___ Material for the task

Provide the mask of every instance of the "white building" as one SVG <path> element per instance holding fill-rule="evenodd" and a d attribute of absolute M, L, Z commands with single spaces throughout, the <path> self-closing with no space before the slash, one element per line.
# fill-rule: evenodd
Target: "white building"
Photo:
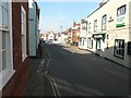
<path fill-rule="evenodd" d="M 34 1 L 29 8 L 29 56 L 36 57 L 39 44 L 39 8 Z"/>
<path fill-rule="evenodd" d="M 87 49 L 131 68 L 131 0 L 108 0 L 87 16 Z"/>

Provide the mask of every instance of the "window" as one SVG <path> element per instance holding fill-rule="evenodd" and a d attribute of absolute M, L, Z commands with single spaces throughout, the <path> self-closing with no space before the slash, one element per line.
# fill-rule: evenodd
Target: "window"
<path fill-rule="evenodd" d="M 22 61 L 27 57 L 26 54 L 26 12 L 22 7 L 21 13 L 21 23 L 22 23 Z"/>
<path fill-rule="evenodd" d="M 87 48 L 93 49 L 93 39 L 91 37 L 87 38 Z"/>
<path fill-rule="evenodd" d="M 126 4 L 117 9 L 117 16 L 126 14 Z"/>
<path fill-rule="evenodd" d="M 87 22 L 86 21 L 82 23 L 82 29 L 86 29 L 87 30 Z"/>
<path fill-rule="evenodd" d="M 0 90 L 13 75 L 11 2 L 0 1 Z"/>
<path fill-rule="evenodd" d="M 107 15 L 102 17 L 102 30 L 106 30 L 107 28 Z"/>
<path fill-rule="evenodd" d="M 100 46 L 102 46 L 102 45 L 100 45 L 100 38 L 97 38 L 97 39 L 96 39 L 96 49 L 97 49 L 97 50 L 100 50 Z"/>
<path fill-rule="evenodd" d="M 97 20 L 94 21 L 94 32 L 97 32 Z"/>
<path fill-rule="evenodd" d="M 131 56 L 131 41 L 128 42 L 128 54 Z"/>
<path fill-rule="evenodd" d="M 114 56 L 123 59 L 123 56 L 124 56 L 124 40 L 123 39 L 115 39 Z"/>
<path fill-rule="evenodd" d="M 88 34 L 91 33 L 91 23 L 88 24 Z"/>
<path fill-rule="evenodd" d="M 116 27 L 126 26 L 126 4 L 117 9 L 117 24 Z"/>

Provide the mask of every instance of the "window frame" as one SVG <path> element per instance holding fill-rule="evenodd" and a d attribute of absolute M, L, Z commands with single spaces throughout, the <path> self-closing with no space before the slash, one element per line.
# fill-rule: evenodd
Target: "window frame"
<path fill-rule="evenodd" d="M 5 86 L 5 84 L 9 82 L 9 79 L 15 73 L 15 70 L 13 70 L 13 47 L 12 47 L 12 3 L 11 2 L 5 2 L 5 3 L 8 5 L 8 8 L 7 8 L 8 15 L 5 19 L 5 20 L 8 20 L 8 27 L 0 26 L 0 30 L 1 30 L 1 33 L 5 32 L 9 36 L 9 38 L 5 38 L 5 40 L 8 40 L 8 42 L 5 41 L 7 42 L 5 48 L 8 48 L 8 50 L 7 50 L 8 56 L 5 57 L 7 58 L 7 68 L 4 70 L 0 71 L 0 90 L 2 90 L 2 88 Z M 1 39 L 2 39 L 2 36 L 1 36 Z M 1 48 L 1 51 L 2 51 L 2 48 Z M 0 63 L 2 64 L 2 58 L 0 60 L 1 60 Z"/>
<path fill-rule="evenodd" d="M 21 32 L 22 32 L 22 61 L 27 58 L 26 53 L 26 11 L 23 5 L 21 5 Z"/>
<path fill-rule="evenodd" d="M 94 32 L 97 32 L 97 20 L 94 21 Z"/>
<path fill-rule="evenodd" d="M 102 16 L 102 30 L 107 29 L 107 14 Z"/>
<path fill-rule="evenodd" d="M 120 42 L 123 45 L 120 45 Z M 115 39 L 114 56 L 120 59 L 124 59 L 124 39 Z"/>
<path fill-rule="evenodd" d="M 88 34 L 91 33 L 91 23 L 88 23 Z"/>
<path fill-rule="evenodd" d="M 123 9 L 124 9 L 124 10 L 123 10 Z M 118 14 L 119 11 L 120 11 L 120 14 Z M 121 12 L 121 11 L 124 11 L 124 12 Z M 119 7 L 119 8 L 117 9 L 117 16 L 124 15 L 126 12 L 127 12 L 127 4 L 123 4 L 123 5 L 121 5 L 121 7 Z"/>

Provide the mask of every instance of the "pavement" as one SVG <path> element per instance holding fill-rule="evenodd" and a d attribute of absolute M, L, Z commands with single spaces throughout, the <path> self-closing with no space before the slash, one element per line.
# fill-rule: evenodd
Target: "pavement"
<path fill-rule="evenodd" d="M 38 58 L 31 58 L 29 70 L 24 96 L 128 94 L 126 68 L 74 46 L 43 46 Z"/>
<path fill-rule="evenodd" d="M 55 96 L 49 79 L 44 75 L 46 71 L 44 62 L 48 61 L 48 59 L 47 51 L 44 47 L 37 58 L 29 58 L 31 74 L 24 96 Z"/>

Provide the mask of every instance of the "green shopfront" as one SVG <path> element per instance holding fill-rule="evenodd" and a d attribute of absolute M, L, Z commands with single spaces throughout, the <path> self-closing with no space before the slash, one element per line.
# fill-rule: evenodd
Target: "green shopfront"
<path fill-rule="evenodd" d="M 94 49 L 95 53 L 105 57 L 105 38 L 106 38 L 106 33 L 104 34 L 93 34 L 94 38 Z"/>

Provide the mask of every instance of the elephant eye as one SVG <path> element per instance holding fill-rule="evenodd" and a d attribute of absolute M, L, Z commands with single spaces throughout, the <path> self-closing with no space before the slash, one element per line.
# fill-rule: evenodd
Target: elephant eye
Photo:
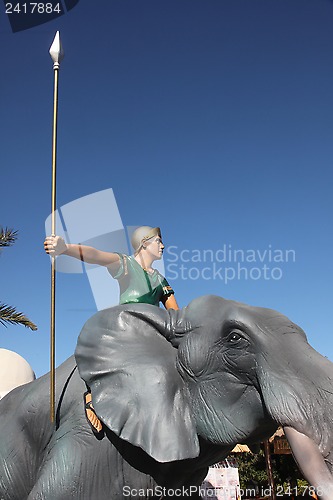
<path fill-rule="evenodd" d="M 227 342 L 229 342 L 232 345 L 236 345 L 242 339 L 243 339 L 243 337 L 238 332 L 233 331 L 233 332 L 229 333 L 229 335 L 227 337 Z"/>

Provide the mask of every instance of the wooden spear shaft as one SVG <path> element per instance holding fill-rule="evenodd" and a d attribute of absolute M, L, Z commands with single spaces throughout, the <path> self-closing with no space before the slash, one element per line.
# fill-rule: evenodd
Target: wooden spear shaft
<path fill-rule="evenodd" d="M 52 182 L 51 182 L 51 234 L 56 235 L 56 189 L 57 189 L 57 131 L 58 131 L 58 87 L 60 61 L 63 51 L 57 31 L 50 48 L 54 70 L 53 125 L 52 125 Z M 55 421 L 55 256 L 51 257 L 51 321 L 50 321 L 50 418 Z"/>

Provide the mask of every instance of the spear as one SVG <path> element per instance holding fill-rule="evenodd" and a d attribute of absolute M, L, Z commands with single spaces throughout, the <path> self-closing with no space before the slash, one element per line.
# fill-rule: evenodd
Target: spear
<path fill-rule="evenodd" d="M 59 31 L 56 32 L 50 47 L 53 61 L 54 95 L 53 95 L 53 128 L 52 128 L 52 183 L 51 183 L 51 234 L 56 235 L 56 174 L 57 174 L 57 128 L 58 128 L 58 82 L 60 62 L 64 57 Z M 50 325 L 50 418 L 55 421 L 55 256 L 51 257 L 51 325 Z"/>

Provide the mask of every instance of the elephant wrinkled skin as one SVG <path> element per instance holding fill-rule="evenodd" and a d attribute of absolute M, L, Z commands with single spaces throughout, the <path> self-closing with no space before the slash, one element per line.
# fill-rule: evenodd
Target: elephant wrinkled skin
<path fill-rule="evenodd" d="M 333 365 L 276 311 L 216 296 L 180 311 L 129 304 L 84 325 L 75 358 L 0 402 L 0 498 L 199 498 L 207 467 L 285 429 L 319 497 L 332 498 Z M 86 420 L 91 389 L 104 437 Z M 191 490 L 190 487 L 192 486 Z M 178 496 L 182 498 L 182 496 Z"/>

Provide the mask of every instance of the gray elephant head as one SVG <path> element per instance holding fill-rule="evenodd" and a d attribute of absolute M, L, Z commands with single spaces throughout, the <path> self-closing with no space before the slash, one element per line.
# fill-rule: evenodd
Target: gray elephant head
<path fill-rule="evenodd" d="M 232 447 L 278 425 L 329 456 L 333 365 L 276 311 L 216 296 L 118 306 L 86 323 L 76 360 L 104 424 L 160 462 L 198 456 L 198 436 Z"/>

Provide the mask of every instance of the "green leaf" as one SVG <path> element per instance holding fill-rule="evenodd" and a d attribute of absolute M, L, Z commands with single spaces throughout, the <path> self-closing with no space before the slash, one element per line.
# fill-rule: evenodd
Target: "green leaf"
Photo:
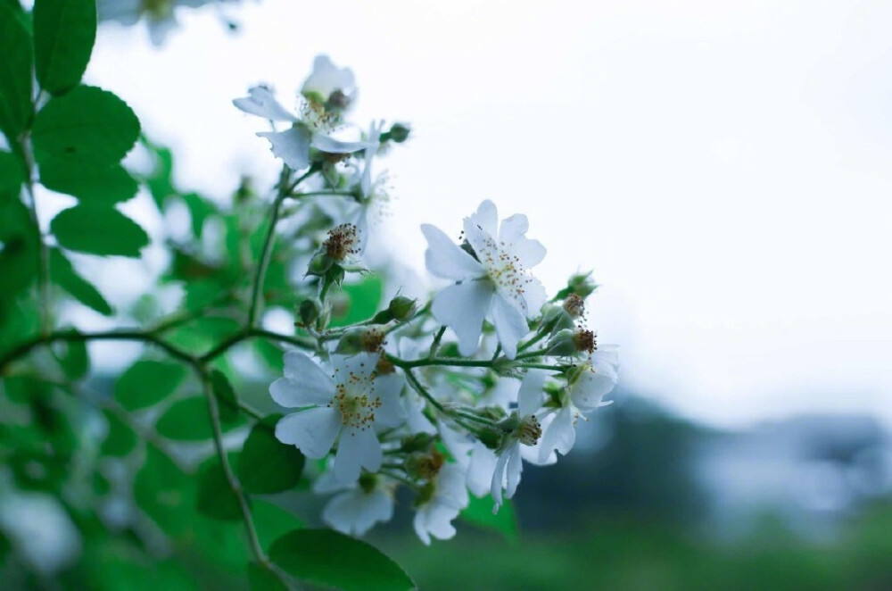
<path fill-rule="evenodd" d="M 415 583 L 381 551 L 330 529 L 297 529 L 273 543 L 269 558 L 292 575 L 344 591 L 399 591 Z"/>
<path fill-rule="evenodd" d="M 272 494 L 293 488 L 303 471 L 303 454 L 276 438 L 281 414 L 259 421 L 244 440 L 238 458 L 238 479 L 249 493 Z"/>
<path fill-rule="evenodd" d="M 234 455 L 230 454 L 230 463 Z M 222 521 L 242 519 L 238 498 L 229 487 L 223 466 L 216 455 L 208 458 L 198 470 L 198 511 Z"/>
<path fill-rule="evenodd" d="M 237 417 L 237 415 L 236 415 Z M 241 426 L 243 420 L 220 421 L 223 431 Z M 164 412 L 155 425 L 158 434 L 178 441 L 205 441 L 214 437 L 208 415 L 208 401 L 204 396 L 190 396 L 178 400 Z"/>
<path fill-rule="evenodd" d="M 128 411 L 147 408 L 171 395 L 186 373 L 186 368 L 177 363 L 136 362 L 118 379 L 115 400 Z"/>
<path fill-rule="evenodd" d="M 40 86 L 60 95 L 78 84 L 95 37 L 95 0 L 35 0 L 34 67 Z"/>
<path fill-rule="evenodd" d="M 169 536 L 189 529 L 194 502 L 194 480 L 153 444 L 145 445 L 145 462 L 136 472 L 133 496 Z"/>
<path fill-rule="evenodd" d="M 69 379 L 80 379 L 90 370 L 90 356 L 85 341 L 58 343 L 53 347 L 59 365 Z"/>
<path fill-rule="evenodd" d="M 276 575 L 257 562 L 248 563 L 248 583 L 251 591 L 288 591 Z"/>
<path fill-rule="evenodd" d="M 211 388 L 217 397 L 217 406 L 219 409 L 220 423 L 224 426 L 241 425 L 243 420 L 239 414 L 238 398 L 232 384 L 219 370 L 211 372 Z"/>
<path fill-rule="evenodd" d="M 50 279 L 74 299 L 103 316 L 112 316 L 114 310 L 95 287 L 74 270 L 71 262 L 58 248 L 51 248 L 49 256 Z"/>
<path fill-rule="evenodd" d="M 136 195 L 136 179 L 120 164 L 95 164 L 74 158 L 54 157 L 40 165 L 40 183 L 65 193 L 86 205 L 113 205 Z"/>
<path fill-rule="evenodd" d="M 12 152 L 0 150 L 0 193 L 8 191 L 15 195 L 23 182 L 25 182 L 24 162 Z"/>
<path fill-rule="evenodd" d="M 297 515 L 268 501 L 255 500 L 251 507 L 251 516 L 260 547 L 266 552 L 269 552 L 273 542 L 279 537 L 292 529 L 303 527 L 303 521 Z"/>
<path fill-rule="evenodd" d="M 108 422 L 109 432 L 100 448 L 103 455 L 122 458 L 136 446 L 136 434 L 133 429 L 111 411 L 103 411 Z"/>
<path fill-rule="evenodd" d="M 81 86 L 56 96 L 34 120 L 35 154 L 41 164 L 52 157 L 117 164 L 139 137 L 139 120 L 116 96 Z"/>
<path fill-rule="evenodd" d="M 369 276 L 360 283 L 345 284 L 340 301 L 335 301 L 331 326 L 339 327 L 360 322 L 375 315 L 384 296 L 384 283 Z"/>
<path fill-rule="evenodd" d="M 484 496 L 481 499 L 471 495 L 471 503 L 461 512 L 461 519 L 468 523 L 501 534 L 509 542 L 516 542 L 520 537 L 517 528 L 517 517 L 514 512 L 514 505 L 505 499 L 499 512 L 492 514 L 492 497 Z"/>
<path fill-rule="evenodd" d="M 59 212 L 50 222 L 59 245 L 89 254 L 138 258 L 149 244 L 139 224 L 111 207 L 76 205 Z"/>
<path fill-rule="evenodd" d="M 12 145 L 31 116 L 31 38 L 15 11 L 0 4 L 0 130 Z"/>

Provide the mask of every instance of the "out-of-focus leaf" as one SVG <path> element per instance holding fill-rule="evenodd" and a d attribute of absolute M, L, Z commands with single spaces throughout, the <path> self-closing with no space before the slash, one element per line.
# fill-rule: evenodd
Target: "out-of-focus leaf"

______

* **Requirement**
Reproduce the lines of the listing from the one holding "Provide the mask of every instance of the elephant wrinkled" through the one holding "Target: elephant wrinkled skin", inclusive, with "wrinkled" renamed to "creased" and nothing else altered.

* **Expected answer**
Provide the mask of every instance of the elephant creased skin as one SVG <path> element per instance holding fill-rule="evenodd" and a d attribute of absolute M, L, Z commands with single spaces throughout, the <path> self-closing with no space before the slash, one element per line.
# fill-rule: evenodd
Target: elephant creased skin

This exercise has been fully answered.